DESCRIPTION OF THE TASK: Will you give the material below again, every line exactly as it is?

PROVIDED RECORDS:
--------

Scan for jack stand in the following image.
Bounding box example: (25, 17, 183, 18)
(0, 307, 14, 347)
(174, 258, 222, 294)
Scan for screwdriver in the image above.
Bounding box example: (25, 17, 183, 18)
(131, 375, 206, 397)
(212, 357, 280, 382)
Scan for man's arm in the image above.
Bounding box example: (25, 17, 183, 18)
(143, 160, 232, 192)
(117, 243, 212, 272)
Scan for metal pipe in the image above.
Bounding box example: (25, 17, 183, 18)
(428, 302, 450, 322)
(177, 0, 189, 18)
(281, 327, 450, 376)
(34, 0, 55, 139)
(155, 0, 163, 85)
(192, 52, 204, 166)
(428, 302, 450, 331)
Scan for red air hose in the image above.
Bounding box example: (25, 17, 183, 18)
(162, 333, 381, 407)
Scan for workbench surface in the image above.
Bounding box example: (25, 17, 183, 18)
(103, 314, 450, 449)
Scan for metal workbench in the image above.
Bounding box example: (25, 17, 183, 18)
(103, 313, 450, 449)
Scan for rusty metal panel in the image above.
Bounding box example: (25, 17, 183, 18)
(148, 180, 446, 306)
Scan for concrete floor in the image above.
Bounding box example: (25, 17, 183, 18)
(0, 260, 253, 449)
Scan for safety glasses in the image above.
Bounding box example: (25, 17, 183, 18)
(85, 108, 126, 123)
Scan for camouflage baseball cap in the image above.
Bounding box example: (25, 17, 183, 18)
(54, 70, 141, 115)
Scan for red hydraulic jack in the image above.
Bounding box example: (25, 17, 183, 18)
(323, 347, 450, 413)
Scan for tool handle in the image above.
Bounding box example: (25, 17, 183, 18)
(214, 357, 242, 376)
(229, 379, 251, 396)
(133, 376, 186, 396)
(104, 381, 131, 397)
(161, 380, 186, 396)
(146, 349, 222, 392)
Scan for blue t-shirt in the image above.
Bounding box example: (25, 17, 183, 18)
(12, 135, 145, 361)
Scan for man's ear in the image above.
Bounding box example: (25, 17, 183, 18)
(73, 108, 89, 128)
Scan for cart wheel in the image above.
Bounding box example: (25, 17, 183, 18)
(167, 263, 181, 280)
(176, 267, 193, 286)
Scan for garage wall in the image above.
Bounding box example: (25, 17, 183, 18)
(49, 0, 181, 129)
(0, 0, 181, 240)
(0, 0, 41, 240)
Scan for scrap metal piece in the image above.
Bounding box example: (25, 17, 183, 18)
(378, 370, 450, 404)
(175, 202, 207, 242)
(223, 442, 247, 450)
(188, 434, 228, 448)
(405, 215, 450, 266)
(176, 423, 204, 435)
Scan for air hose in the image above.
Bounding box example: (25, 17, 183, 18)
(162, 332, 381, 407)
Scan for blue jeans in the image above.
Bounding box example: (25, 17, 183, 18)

--------

YOUR RESPONSE:
Scan for jack stand in the following image.
Bounding box example: (25, 17, 183, 18)
(0, 307, 14, 347)
(174, 258, 222, 294)
Scan for screwdriver in the image above.
Bounding box example: (25, 17, 183, 18)
(131, 375, 206, 397)
(212, 357, 280, 382)
Scan for man's arm in the image above.
Bounding box example: (25, 17, 183, 18)
(143, 160, 232, 192)
(117, 243, 212, 272)
Scan for metal pipe in the image above.
Bounding box example: (25, 17, 183, 18)
(428, 302, 450, 322)
(177, 0, 189, 18)
(281, 327, 450, 376)
(34, 0, 55, 139)
(155, 0, 163, 85)
(192, 52, 204, 166)
(428, 302, 450, 331)
Scan for red air hose in the image above.
Bounding box example: (25, 17, 183, 18)
(162, 333, 381, 407)
Scan for workbench surface in the image above.
Bounding box example: (25, 17, 183, 18)
(103, 314, 450, 449)
Scan for metal workbench in the image above.
Bounding box example: (25, 17, 183, 18)
(103, 313, 450, 449)
Scan for rusty metal panel in the image above.
Bounding box example: (25, 17, 183, 18)
(148, 180, 446, 306)
Scan for concrete floor in the image above.
Bounding box example: (25, 17, 183, 18)
(0, 260, 253, 449)
Scan for safety glasses in the image above.
Bounding box example: (25, 17, 183, 18)
(85, 108, 126, 123)
Scan for camouflage baseball cap in the image above.
Bounding box example: (25, 17, 183, 18)
(54, 70, 141, 115)
Scan for red hydraulic jack in the image above.
Bounding box example: (25, 17, 183, 18)
(323, 347, 450, 413)
Scan for tool handle in the image above.
Bounding box example: (25, 17, 183, 18)
(214, 357, 242, 376)
(229, 379, 251, 396)
(133, 376, 186, 396)
(104, 381, 131, 397)
(161, 380, 186, 396)
(146, 349, 222, 392)
Scan for blue t-shirt in the image above.
Bounding box example: (25, 17, 183, 18)
(12, 135, 145, 361)
Scan for man's ear in the image above.
Bounding box example: (25, 17, 183, 18)
(73, 108, 89, 128)
Scan for cart wheel in the image above.
Bounding box example: (25, 17, 183, 18)
(167, 263, 181, 280)
(176, 267, 193, 286)
Scan for garage wall in the image above.
Bounding box example: (25, 17, 183, 18)
(49, 0, 181, 129)
(0, 0, 181, 240)
(0, 0, 41, 240)
Scan for scrap metal piece in the image above.
Bounding box example: (25, 17, 183, 18)
(378, 370, 450, 404)
(175, 202, 207, 242)
(223, 442, 247, 450)
(188, 434, 228, 448)
(405, 215, 450, 266)
(176, 423, 204, 435)
Scan for air hose in the image above.
Bounding box example: (25, 17, 183, 18)
(162, 332, 381, 407)
Scan for blue jeans in the image above.
Bounding box example: (25, 17, 183, 18)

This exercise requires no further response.